About this task: Working from the line that contains "the duck's tail" down to the last line below, repeat each line exactly.
(Records supplied begins)
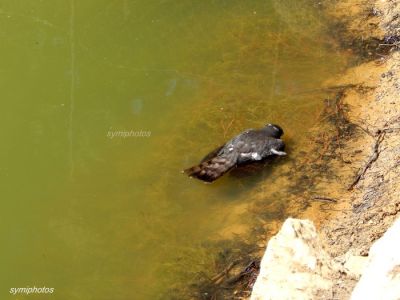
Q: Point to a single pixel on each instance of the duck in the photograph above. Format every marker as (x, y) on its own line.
(252, 145)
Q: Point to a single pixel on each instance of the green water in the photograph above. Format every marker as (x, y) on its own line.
(96, 217)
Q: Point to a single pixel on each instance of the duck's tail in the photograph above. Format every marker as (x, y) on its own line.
(212, 169)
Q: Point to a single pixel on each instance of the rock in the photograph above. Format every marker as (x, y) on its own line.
(294, 266)
(381, 278)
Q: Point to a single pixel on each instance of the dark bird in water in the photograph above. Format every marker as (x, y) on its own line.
(250, 146)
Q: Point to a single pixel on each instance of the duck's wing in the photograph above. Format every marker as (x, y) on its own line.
(212, 154)
(213, 168)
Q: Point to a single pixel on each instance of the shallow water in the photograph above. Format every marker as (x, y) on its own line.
(102, 217)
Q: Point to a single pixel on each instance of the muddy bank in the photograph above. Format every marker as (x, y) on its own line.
(366, 188)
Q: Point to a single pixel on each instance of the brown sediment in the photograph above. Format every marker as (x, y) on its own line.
(361, 162)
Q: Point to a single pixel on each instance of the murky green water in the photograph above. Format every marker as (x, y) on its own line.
(97, 217)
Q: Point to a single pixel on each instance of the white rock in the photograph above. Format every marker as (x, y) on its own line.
(294, 266)
(381, 278)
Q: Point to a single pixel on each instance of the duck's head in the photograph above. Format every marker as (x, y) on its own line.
(274, 130)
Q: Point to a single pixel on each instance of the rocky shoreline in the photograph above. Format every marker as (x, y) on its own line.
(369, 200)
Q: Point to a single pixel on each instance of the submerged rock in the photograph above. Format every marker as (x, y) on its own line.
(295, 265)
(Records supplied ends)
Written solution:
Q: Point to a single pixel on each instance of the duck's tail in the photograph above. Format every marker as (x, y) on its own line.
(212, 169)
Q: Point to a single pixel on each instance of the rock in the photograph above. Format every marker as (x, y) on its own line.
(294, 266)
(381, 278)
Q: Point to a single pixel on each instance of the dark bird in water in the photograph above. Format every marker as (x, y) on its own line.
(250, 146)
Q: Point to a single pixel on each instance of the duck's wing in the photograph above. Format every marker as (x, y) on its own line.
(212, 154)
(213, 168)
Q: Point to a single pixel on each instance of the shallow water in the photograph above. Format every marker as (x, y) on its own line.
(102, 217)
Q: Point to a single pixel on each instance of the muddy bank in the photograph above. Format every marker as (x, y) on its own line.
(366, 188)
Q: Point to a single pixel on each instance of the brown sediment in the photograph above. Format every marker as (x, y) on its own line.
(361, 162)
Q: Point to a single pixel on each instance of the murky green water in the photograph above. Format every marker as (x, y) on its own line.
(97, 217)
Q: Point to a single pixel on each instance of the white rock in the photograph above. Format every marker as (x, y) on its own line.
(294, 266)
(381, 278)
Q: Point to a single pixel on each instance of the duck's head in the photograph above. Format every marker as (x, y) on its own line.
(274, 130)
Q: Point to a single pixel on each instance of the rocky shoreline in the photograph above. Format every marker as (x, y) on its own line.
(369, 200)
Q: Point to a single pixel on each instance of the submerged rock in the photograph above. Format every marker as (x, y) on its own line.
(295, 265)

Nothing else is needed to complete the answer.